Task objective -
This exercise asks for every line of the material that contains the word "dark".

Information shown -
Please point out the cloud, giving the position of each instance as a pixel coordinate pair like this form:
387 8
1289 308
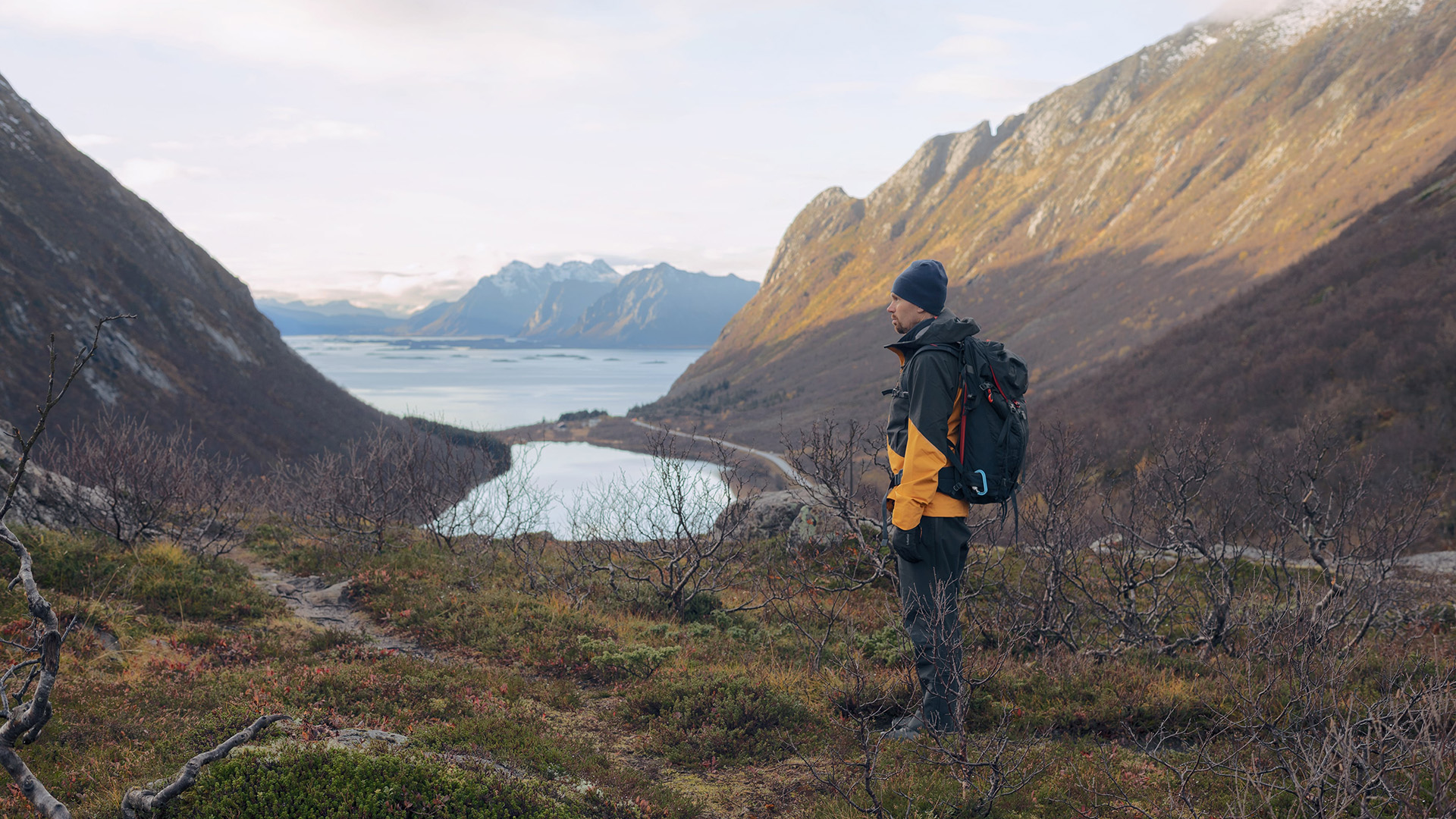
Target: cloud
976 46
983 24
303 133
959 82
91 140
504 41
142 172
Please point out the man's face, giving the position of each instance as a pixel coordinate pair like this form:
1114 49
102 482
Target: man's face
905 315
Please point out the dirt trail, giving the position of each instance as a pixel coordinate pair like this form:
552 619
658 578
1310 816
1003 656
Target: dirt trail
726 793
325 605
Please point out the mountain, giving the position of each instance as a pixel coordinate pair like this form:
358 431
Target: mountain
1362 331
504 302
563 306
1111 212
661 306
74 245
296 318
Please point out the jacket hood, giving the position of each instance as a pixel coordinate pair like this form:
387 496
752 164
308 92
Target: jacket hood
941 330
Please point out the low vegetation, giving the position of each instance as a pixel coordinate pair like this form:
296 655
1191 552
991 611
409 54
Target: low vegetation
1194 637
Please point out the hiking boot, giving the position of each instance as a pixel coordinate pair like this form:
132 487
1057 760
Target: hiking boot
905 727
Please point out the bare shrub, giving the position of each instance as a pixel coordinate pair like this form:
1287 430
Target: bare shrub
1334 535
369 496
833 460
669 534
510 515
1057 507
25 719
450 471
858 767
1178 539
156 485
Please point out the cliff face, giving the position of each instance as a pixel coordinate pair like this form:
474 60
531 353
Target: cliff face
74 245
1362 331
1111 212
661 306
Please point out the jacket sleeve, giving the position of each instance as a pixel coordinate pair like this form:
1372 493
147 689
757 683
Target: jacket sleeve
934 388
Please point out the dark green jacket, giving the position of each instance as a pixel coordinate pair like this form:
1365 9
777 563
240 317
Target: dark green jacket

==

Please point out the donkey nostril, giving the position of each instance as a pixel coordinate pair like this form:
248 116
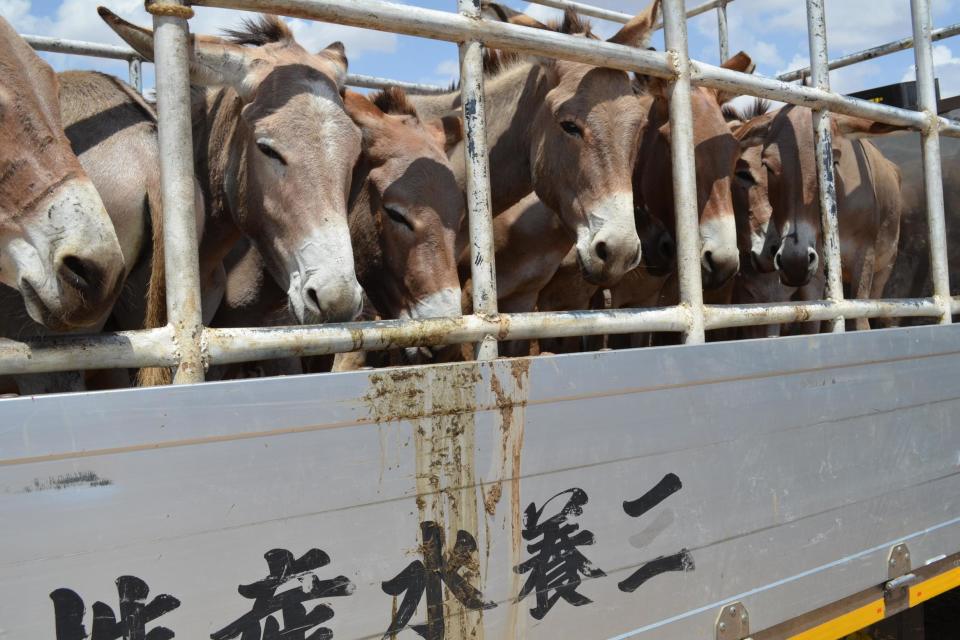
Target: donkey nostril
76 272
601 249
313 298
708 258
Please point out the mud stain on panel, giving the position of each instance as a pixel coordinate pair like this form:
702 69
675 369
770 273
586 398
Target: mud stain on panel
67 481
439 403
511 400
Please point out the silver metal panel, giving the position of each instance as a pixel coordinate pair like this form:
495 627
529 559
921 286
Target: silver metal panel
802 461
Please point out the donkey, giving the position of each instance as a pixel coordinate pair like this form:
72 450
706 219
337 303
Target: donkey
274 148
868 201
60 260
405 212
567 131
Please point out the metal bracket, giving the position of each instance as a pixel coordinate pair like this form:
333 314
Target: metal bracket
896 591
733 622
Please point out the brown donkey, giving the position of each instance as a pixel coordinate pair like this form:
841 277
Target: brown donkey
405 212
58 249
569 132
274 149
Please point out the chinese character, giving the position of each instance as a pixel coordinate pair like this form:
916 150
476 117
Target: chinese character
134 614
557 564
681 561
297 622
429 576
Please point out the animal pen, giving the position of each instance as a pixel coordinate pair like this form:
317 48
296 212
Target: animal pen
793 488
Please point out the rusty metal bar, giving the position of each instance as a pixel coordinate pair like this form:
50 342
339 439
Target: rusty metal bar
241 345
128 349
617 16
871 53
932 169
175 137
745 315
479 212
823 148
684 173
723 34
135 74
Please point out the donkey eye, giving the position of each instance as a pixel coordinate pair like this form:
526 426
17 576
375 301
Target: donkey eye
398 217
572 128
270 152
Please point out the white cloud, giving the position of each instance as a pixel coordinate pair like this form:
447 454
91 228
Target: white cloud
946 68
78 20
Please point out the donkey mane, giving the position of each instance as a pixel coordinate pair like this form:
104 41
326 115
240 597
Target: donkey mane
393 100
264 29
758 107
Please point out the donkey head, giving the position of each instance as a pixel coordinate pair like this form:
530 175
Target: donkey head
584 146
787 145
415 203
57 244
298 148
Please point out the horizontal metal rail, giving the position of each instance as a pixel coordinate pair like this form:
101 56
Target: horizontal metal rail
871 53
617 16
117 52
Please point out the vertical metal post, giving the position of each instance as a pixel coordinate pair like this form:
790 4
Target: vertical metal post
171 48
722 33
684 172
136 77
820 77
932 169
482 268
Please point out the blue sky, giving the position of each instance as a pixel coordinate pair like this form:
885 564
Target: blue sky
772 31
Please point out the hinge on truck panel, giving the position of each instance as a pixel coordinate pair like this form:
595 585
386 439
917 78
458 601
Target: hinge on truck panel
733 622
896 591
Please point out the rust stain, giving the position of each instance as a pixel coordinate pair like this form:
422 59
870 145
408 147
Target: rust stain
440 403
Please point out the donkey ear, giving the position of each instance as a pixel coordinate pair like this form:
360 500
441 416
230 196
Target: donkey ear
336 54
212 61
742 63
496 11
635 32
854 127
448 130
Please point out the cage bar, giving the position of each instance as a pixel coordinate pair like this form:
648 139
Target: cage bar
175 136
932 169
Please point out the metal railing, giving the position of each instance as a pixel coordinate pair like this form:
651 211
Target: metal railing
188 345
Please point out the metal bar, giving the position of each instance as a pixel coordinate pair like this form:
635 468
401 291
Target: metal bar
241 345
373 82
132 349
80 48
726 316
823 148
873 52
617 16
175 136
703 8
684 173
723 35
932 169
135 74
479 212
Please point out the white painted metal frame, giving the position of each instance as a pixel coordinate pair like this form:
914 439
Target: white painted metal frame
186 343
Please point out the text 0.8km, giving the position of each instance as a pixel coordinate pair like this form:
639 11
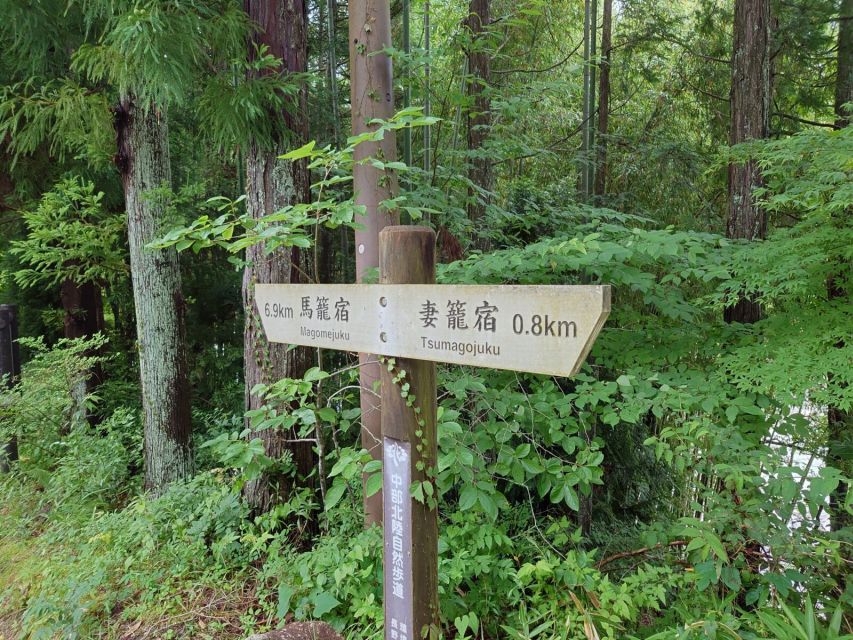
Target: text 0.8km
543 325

---

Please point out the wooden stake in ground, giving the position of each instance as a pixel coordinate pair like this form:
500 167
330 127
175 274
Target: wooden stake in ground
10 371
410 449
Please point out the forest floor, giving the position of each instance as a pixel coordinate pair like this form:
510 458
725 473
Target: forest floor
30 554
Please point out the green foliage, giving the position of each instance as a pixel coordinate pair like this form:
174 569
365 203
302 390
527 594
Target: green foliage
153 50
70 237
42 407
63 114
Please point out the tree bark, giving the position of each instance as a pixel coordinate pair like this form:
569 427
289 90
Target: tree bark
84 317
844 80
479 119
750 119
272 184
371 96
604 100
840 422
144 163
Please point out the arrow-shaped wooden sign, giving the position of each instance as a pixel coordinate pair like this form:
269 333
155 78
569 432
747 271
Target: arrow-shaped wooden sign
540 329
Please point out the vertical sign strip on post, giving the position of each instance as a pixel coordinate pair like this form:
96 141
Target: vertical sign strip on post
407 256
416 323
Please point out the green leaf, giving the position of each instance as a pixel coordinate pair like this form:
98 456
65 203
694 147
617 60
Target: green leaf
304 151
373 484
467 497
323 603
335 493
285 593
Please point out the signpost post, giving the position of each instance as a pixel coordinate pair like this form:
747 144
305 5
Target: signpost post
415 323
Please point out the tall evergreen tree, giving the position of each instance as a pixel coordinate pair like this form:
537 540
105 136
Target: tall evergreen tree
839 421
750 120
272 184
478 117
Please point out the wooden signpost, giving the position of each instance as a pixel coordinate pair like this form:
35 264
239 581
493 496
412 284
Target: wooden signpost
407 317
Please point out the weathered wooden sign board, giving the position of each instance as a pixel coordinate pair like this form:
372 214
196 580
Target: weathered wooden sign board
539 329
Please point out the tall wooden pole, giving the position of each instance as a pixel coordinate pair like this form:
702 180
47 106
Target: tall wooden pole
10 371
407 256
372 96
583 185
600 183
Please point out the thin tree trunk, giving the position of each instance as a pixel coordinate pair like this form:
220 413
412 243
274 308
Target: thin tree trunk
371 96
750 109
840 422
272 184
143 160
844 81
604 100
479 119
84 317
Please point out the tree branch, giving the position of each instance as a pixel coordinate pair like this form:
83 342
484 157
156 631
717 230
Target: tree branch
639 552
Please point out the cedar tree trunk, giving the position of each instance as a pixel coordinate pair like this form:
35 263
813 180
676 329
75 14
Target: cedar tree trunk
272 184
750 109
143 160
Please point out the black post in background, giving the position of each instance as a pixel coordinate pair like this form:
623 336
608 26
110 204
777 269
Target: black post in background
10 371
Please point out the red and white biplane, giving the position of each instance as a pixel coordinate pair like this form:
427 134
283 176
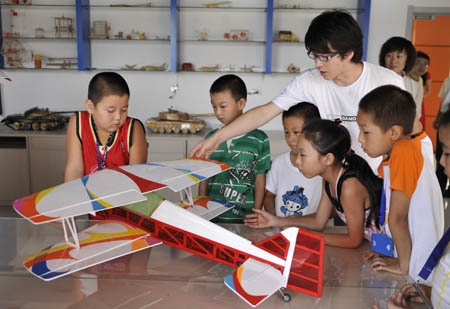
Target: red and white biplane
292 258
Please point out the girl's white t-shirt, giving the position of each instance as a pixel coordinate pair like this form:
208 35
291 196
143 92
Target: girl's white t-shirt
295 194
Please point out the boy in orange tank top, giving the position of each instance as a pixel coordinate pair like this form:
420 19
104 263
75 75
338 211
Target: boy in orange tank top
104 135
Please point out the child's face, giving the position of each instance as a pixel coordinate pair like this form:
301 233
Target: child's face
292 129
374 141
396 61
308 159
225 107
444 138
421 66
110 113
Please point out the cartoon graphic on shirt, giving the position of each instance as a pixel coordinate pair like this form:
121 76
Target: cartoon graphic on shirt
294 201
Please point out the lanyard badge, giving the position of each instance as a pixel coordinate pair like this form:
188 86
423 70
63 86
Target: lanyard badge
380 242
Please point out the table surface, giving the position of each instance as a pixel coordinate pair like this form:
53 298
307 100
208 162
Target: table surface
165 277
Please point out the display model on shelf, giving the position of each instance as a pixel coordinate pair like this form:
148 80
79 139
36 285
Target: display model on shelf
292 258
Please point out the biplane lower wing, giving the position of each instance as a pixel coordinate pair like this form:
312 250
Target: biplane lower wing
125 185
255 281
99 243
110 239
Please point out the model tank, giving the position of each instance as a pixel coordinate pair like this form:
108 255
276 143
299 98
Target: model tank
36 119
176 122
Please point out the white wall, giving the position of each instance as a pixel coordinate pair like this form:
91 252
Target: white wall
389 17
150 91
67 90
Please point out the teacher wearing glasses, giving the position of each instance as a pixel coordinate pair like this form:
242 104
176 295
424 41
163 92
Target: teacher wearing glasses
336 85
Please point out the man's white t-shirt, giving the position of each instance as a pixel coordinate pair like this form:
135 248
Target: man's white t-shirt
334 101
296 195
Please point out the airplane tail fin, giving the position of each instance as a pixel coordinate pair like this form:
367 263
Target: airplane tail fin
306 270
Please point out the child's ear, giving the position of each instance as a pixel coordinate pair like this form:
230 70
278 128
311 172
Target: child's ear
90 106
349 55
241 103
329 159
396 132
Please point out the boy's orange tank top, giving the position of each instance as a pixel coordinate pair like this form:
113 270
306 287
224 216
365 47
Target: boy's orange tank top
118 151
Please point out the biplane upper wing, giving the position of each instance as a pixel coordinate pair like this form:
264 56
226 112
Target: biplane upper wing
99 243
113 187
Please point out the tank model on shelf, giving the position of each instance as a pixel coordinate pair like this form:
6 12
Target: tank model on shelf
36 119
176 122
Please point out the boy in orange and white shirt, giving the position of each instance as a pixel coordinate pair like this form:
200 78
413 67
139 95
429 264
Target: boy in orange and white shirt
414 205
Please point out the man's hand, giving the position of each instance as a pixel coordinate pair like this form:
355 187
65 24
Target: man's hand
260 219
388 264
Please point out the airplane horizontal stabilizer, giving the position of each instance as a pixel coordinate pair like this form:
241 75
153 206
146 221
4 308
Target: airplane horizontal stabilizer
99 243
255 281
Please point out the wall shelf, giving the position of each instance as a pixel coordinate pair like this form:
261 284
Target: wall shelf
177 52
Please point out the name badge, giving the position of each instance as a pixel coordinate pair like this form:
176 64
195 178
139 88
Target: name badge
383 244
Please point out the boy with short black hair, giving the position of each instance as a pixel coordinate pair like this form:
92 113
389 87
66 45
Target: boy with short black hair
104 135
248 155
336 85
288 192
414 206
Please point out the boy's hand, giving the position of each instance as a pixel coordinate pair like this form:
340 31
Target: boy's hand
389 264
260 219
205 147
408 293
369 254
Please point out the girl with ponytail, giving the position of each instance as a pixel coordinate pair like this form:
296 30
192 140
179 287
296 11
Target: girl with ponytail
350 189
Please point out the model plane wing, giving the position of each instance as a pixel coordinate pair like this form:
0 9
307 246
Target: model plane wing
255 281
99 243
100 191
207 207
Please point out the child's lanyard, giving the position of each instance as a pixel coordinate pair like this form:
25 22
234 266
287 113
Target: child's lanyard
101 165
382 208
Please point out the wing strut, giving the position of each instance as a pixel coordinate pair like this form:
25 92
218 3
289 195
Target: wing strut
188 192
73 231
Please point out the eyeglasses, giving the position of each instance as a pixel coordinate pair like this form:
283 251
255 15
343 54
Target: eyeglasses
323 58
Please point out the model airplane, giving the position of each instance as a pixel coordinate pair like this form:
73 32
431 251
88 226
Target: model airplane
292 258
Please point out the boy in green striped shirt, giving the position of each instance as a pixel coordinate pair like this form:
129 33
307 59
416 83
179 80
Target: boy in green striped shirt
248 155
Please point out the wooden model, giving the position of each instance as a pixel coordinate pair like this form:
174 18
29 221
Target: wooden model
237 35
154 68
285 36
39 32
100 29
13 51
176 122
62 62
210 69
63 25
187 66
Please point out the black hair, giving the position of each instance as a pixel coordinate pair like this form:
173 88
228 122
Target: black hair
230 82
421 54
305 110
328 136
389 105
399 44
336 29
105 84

Output for this exercise -
Please point out the dark green jacket, giving the position of each instance as a pixel coordinate pair like this form:
Target: dark green jacket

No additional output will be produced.